**Requirement:** Repeat the whole listing exactly.
══════
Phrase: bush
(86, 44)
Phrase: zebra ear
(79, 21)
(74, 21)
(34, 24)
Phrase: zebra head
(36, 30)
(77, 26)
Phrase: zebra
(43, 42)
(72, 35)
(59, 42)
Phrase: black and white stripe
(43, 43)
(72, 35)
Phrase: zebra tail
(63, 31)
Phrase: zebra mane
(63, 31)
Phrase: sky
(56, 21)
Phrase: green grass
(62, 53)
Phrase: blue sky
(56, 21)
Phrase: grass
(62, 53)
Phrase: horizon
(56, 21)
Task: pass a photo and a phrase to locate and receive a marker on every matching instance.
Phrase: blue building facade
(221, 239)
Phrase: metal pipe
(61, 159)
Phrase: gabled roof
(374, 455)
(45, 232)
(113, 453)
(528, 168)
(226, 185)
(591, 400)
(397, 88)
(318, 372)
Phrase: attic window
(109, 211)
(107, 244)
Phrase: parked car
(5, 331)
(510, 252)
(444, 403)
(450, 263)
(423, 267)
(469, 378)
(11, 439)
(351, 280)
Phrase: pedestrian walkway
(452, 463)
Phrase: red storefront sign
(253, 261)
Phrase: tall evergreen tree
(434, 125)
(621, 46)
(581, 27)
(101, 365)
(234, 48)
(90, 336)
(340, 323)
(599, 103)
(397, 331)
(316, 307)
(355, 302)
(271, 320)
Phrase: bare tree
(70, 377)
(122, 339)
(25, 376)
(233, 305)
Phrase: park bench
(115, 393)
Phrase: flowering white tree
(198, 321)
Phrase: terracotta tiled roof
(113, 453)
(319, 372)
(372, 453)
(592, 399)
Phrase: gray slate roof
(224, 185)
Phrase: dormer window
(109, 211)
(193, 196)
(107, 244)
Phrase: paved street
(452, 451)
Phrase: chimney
══════
**Response to the exercise:**
Phrase: bush
(86, 44)
Phrase: zebra ear
(79, 21)
(74, 21)
(34, 24)
Phrase: zebra head
(36, 30)
(77, 26)
Phrase: zebra
(43, 42)
(72, 35)
(59, 42)
Phrase: black and white stripe
(43, 43)
(72, 35)
Phrase: zebra tail
(63, 31)
Phrase: zebra mane
(63, 31)
Phrase: sky
(56, 21)
Phrase: green grass
(62, 53)
Phrase: blue sky
(56, 21)
Phrase: grass
(62, 53)
Phrase: horizon
(56, 21)
Task: pass a photo and a phrase to locate and receive a marker on every matching instance.
Phrase: blue building facade
(221, 239)
Phrase: metal pipe
(61, 159)
Phrase: gabled roof
(374, 455)
(45, 232)
(113, 453)
(528, 168)
(226, 185)
(591, 400)
(397, 88)
(318, 372)
Phrase: attic window
(109, 211)
(107, 244)
Phrase: parked car
(5, 331)
(510, 252)
(444, 403)
(450, 263)
(423, 267)
(469, 378)
(11, 439)
(351, 280)
Phrase: pedestrian walkway
(452, 463)
Phrase: red storefront sign
(253, 261)
Phrase: tall evergreen tree
(434, 125)
(621, 46)
(581, 27)
(101, 365)
(234, 48)
(90, 336)
(340, 323)
(599, 103)
(397, 331)
(316, 307)
(355, 302)
(271, 320)
Phrase: bare tree
(70, 377)
(122, 339)
(25, 376)
(233, 305)
Phrase: park bench
(115, 393)
Phrase: flowering white tree
(198, 321)
Phrase: terracotta tiled roof
(113, 453)
(319, 372)
(372, 453)
(592, 399)
Phrase: gray slate roof
(224, 185)
Phrase: dormer window
(109, 211)
(193, 196)
(107, 244)
Phrase: paved street
(452, 451)
Phrase: chimney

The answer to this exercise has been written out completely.